● **Task to carry out**:
In how many lines of the entries below does the word "chrome" appear? Case matters; reply with the number alone.

● **Entries provided**:
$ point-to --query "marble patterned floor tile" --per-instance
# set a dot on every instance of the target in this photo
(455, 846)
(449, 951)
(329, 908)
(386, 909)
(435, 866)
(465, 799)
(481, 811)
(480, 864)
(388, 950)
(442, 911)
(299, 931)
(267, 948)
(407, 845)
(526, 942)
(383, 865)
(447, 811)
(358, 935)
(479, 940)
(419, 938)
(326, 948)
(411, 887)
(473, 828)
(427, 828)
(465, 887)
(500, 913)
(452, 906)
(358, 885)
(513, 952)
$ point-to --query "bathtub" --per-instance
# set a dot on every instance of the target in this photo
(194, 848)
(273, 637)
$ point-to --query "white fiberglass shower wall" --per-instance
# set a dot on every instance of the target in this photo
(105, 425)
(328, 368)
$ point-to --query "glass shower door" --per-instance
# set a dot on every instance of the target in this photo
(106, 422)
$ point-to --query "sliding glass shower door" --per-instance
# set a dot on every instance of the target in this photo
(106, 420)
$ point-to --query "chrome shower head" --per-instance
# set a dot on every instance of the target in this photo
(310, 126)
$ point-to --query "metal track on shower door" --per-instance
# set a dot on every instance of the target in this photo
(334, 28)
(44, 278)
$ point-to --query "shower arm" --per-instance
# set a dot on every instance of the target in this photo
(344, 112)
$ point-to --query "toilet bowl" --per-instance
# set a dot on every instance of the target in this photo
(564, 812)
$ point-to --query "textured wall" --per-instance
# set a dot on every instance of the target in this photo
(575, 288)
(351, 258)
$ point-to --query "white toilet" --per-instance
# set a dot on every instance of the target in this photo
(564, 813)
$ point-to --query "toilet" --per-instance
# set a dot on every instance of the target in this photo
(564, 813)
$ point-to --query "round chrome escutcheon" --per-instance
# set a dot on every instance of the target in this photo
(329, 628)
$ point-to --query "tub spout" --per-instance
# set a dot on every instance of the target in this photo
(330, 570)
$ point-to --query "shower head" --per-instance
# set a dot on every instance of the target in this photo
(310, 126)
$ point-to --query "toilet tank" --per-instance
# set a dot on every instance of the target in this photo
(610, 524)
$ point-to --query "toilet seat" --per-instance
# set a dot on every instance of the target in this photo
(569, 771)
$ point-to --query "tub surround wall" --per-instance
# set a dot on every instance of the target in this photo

● **Finished task**:
2